Problem statement: Reproduce the material below word for word, but leave out the pictures.
* start *
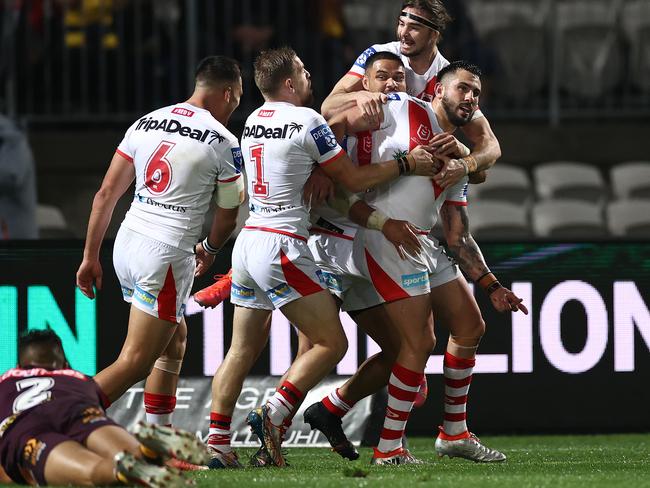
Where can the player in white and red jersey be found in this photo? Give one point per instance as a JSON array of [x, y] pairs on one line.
[[427, 279], [421, 23], [54, 431], [271, 263], [178, 156]]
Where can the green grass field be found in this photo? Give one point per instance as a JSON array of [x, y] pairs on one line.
[[533, 461]]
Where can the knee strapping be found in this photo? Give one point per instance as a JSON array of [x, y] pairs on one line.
[[167, 365]]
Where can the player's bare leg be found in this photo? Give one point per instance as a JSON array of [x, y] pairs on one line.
[[413, 320], [454, 305], [146, 339], [70, 463], [160, 387], [250, 335], [373, 374], [316, 316]]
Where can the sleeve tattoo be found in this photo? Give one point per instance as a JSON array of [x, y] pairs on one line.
[[460, 243]]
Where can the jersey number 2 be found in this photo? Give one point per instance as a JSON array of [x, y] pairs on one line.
[[260, 187], [158, 171], [34, 392]]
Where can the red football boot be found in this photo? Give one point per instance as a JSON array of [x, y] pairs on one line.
[[216, 293]]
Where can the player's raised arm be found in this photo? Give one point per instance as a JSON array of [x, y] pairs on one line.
[[465, 250]]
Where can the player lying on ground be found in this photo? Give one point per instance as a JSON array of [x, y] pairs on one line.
[[54, 432]]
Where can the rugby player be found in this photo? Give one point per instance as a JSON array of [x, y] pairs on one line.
[[53, 430], [272, 265], [426, 279], [420, 27], [178, 156]]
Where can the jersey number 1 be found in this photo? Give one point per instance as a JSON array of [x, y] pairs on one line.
[[158, 171], [260, 187]]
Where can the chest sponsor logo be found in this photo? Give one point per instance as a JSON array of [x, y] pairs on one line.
[[183, 111], [324, 139], [363, 57], [279, 292], [154, 203], [415, 280], [237, 158], [173, 126], [259, 131], [242, 292], [144, 297]]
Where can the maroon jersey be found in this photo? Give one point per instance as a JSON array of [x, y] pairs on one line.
[[23, 389]]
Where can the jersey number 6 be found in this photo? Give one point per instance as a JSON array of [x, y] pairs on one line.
[[158, 171]]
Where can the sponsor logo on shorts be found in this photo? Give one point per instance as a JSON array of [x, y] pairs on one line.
[[414, 280], [144, 297], [237, 158], [324, 138], [242, 292], [332, 281], [363, 57], [33, 450], [279, 292], [92, 415]]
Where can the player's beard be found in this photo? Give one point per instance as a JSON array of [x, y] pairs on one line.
[[452, 114]]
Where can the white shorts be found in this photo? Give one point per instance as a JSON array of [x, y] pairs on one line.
[[395, 278], [155, 277], [333, 255], [270, 270]]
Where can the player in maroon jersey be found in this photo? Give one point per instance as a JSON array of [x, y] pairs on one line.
[[53, 429]]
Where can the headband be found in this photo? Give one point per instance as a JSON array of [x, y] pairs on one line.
[[421, 20]]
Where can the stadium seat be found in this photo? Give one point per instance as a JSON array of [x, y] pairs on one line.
[[568, 219], [51, 223], [589, 48], [635, 20], [566, 179], [631, 179], [505, 182], [515, 31], [629, 218], [498, 221]]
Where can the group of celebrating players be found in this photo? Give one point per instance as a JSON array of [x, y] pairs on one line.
[[341, 209]]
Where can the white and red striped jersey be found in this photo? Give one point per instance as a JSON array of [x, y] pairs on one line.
[[280, 144], [409, 122], [420, 86], [179, 153]]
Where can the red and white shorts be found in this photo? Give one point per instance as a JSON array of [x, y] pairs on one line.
[[155, 277], [270, 270], [395, 278], [333, 255]]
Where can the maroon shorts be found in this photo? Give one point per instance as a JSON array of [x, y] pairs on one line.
[[25, 445]]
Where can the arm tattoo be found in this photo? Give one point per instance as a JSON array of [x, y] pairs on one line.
[[460, 243]]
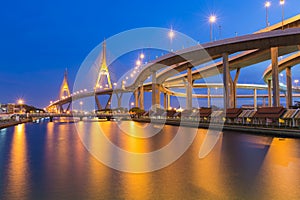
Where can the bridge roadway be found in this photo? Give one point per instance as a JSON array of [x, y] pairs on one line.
[[287, 40], [243, 59], [107, 116]]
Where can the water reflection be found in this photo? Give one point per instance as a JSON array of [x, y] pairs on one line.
[[49, 161], [18, 171]]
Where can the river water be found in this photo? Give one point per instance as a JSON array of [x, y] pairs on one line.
[[48, 160]]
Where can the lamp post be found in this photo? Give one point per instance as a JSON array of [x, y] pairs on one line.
[[212, 19], [282, 12], [296, 82], [267, 5]]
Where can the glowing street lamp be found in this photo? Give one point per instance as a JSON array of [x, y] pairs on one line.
[[138, 63], [142, 56], [212, 20], [267, 5], [282, 13], [20, 101]]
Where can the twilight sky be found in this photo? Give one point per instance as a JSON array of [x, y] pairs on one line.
[[40, 38]]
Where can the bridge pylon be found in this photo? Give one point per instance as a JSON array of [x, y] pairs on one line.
[[64, 92], [64, 88], [103, 80]]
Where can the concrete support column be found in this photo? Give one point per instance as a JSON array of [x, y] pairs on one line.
[[275, 79], [155, 90], [255, 98], [168, 101], [141, 98], [233, 88], [226, 81], [165, 101], [136, 97], [289, 95], [189, 88], [208, 98], [269, 93]]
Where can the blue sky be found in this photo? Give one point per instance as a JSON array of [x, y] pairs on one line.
[[40, 38]]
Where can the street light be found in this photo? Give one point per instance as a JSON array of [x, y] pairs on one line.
[[267, 5], [281, 77], [282, 13], [212, 19], [171, 35], [138, 63]]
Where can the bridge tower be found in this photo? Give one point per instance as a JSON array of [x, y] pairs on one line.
[[64, 88], [103, 80]]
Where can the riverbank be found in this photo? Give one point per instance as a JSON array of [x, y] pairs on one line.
[[7, 124], [257, 130]]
* end *
Task answer:
Where can the player in white and red jersey be found in this photo? Give one point per instance as a JSON array of [x, y] pairs on one line.
[[427, 279], [421, 23], [54, 431], [271, 263], [178, 156]]
Where can the green grass field be found in this photo? Give one point per instance as a JSON array of [x, y] pairs on one line.
[[533, 461]]
Where can the knee strapping be found in this photo? Give one point per instance as a JSON array of [x, y] pairs on one line.
[[167, 365]]
Where can the player's bare leg be found in this photo? Give one point per instance as a JSON array of [x, y] pairs on one line.
[[413, 320], [454, 305], [146, 339], [70, 463], [160, 387], [250, 335], [373, 374], [316, 316]]
Where can the sleeve tattoo be found in this photo? Give one point per instance as a JSON array of [x, y] pairs on one line.
[[460, 243]]
Where can the jersey number 2 be found in this photo? Give one point per instance as a JSON array of [x, y] pairs on one line.
[[260, 187], [158, 171], [34, 392]]
Where can the red football boot be found in this photo? Give one point per instance as a JSON array of [x, y] pairs on one line.
[[216, 293]]
Where can the player's raised arm be found in this photo? Give one point per instance as a JSON array of [x, y] pairs on one line.
[[465, 250]]
Where can the player lying on ground be found in this photo? Give one point per instance as a JSON array of [x, y] pairs on one line.
[[54, 432]]
Where can the rugby player be found in this photo? Give one point per instance as a JSON array of [x, y] pairs on one line.
[[53, 430], [272, 265], [426, 279], [420, 27], [178, 156]]
Where can the jersey number 1 be found in this photo? Give one point per instance as a JSON array of [x, y] pairs on one line.
[[158, 171], [260, 187]]
Where can the chest sponsor logo be found in this photo? Give one point per instance as a JSON array of [x, y] pairs on one line.
[[183, 111], [324, 139], [363, 57], [279, 292], [154, 203], [415, 280], [237, 158], [173, 126], [259, 131], [242, 292], [144, 297]]
Where can the maroon jersey be found in this photo? Give one point per instance as a JSON array of [x, y] pairs on one line.
[[23, 389]]
Where can the jersey number 6 be found in this photo? Give one point per instance as a JSON array of [x, y] pairs on one line.
[[158, 171]]
Where can the sponsor logo on shorts be found in this photo? Give one point per instance as a JSON array of [x, y] pairs on one line.
[[414, 280], [144, 297], [237, 158], [324, 138], [242, 292], [332, 281], [363, 57], [33, 450], [279, 292], [92, 415]]
Where can the player's beard be found in this photo? Give one point per instance as a JSON array of [x, y] pairs on one line.
[[452, 114]]
Where can the white shorts be found in this photo? Give one point per instance as a JSON array of [x, y] pairs on one line.
[[395, 278], [155, 277], [333, 255], [270, 270]]
Where can the player in maroon jersey be found in this photo? Give one point per instance as a JSON array of [x, y] pairs on one line.
[[53, 429]]
Where can the headband be found in this photo? Give one point per instance as a JSON array of [x, y] pairs on one line.
[[421, 20]]
Where can the stadium seat be found in this photo? Give one point per instance as a JSON array of [x, y] pairs on one line.
[[568, 219], [51, 223], [589, 48], [635, 20], [566, 179], [631, 179], [505, 182], [515, 31], [629, 218], [498, 221]]
Where can the group of celebrating players be found in this photo? Give one point per instance as a JSON array of [x, y] pairs on one line.
[[341, 209]]
Where can the white and red striped jersey be found in this photo? Give one point per instance as a JSON array of [x, y] pairs on one line.
[[280, 144], [409, 122], [420, 86], [179, 153]]
Where can the red and white shorts be found in this photo? Give one point per instance as a JSON array of [x, y] pairs on one line.
[[155, 277], [270, 270], [395, 278], [333, 255]]
Where can the maroon shorts be found in this photo? Give one point per instance as a JSON array of [x, y] pairs on one line.
[[25, 445]]
Where can the arm tattoo be found in this photo? Give one point per instance as a JSON array of [x, y] pairs on one line.
[[460, 243]]
Where can the bridge roadway be found in this photo? Give one point per instance as a JSON array of [x, y] pairs on one line.
[[287, 40], [243, 59], [107, 116]]
Where can the water reflection be found in this photo? Give one point per instance as a JSON array of [x, y] pairs on one line.
[[49, 161], [18, 171]]
Where can the river water be found in this photo? Give one point per instance as a JSON array of [x, y] pairs on one line.
[[48, 160]]
Where can the lamp post be found in this photo? Give one point per instance as a JSON array of [x, y] pairs on one line.
[[212, 19], [282, 12], [296, 82], [267, 5]]
Where can the glowing street lamp be found in this photo? Give one point per instance as a JSON array of [x, y] pairs on one line.
[[138, 63], [142, 56], [212, 20], [267, 5], [282, 13], [20, 101]]
Where can the twilight sky be found in this photo? Give one point per instance as a JSON array of [x, y] pairs on one line.
[[40, 38]]
Where can the bridge pylon be found in this photo? Give one point per instance as a JSON array of [x, y] pairs on one line.
[[64, 92], [64, 88], [103, 80]]
Where can the concrete support column be found in this photo? Give one point per instance as a JSON array of [x, y] pairs on one line.
[[275, 79], [155, 90], [255, 98], [168, 101], [141, 98], [233, 88], [226, 81], [165, 101], [136, 97], [289, 95], [189, 88], [208, 98], [269, 93]]
Where can the blue sky be found in this photo? Give one point per instance as a JSON array of [x, y] pairs on one line.
[[40, 38]]
Where can the street light be found in this photo? Give one point per instance as a JSON array of [x, y] pairs on one line.
[[267, 5], [281, 77], [282, 13], [212, 19], [171, 35], [138, 63]]
Where can the bridge tower be found in this photo? Give one point per instance as a JSON array of [x, y] pairs on one line.
[[64, 88], [103, 80]]
Where can the riverbank be found in this photo? Give one point per instance as a JSON array of [x, y] pairs on one line.
[[7, 124], [257, 130]]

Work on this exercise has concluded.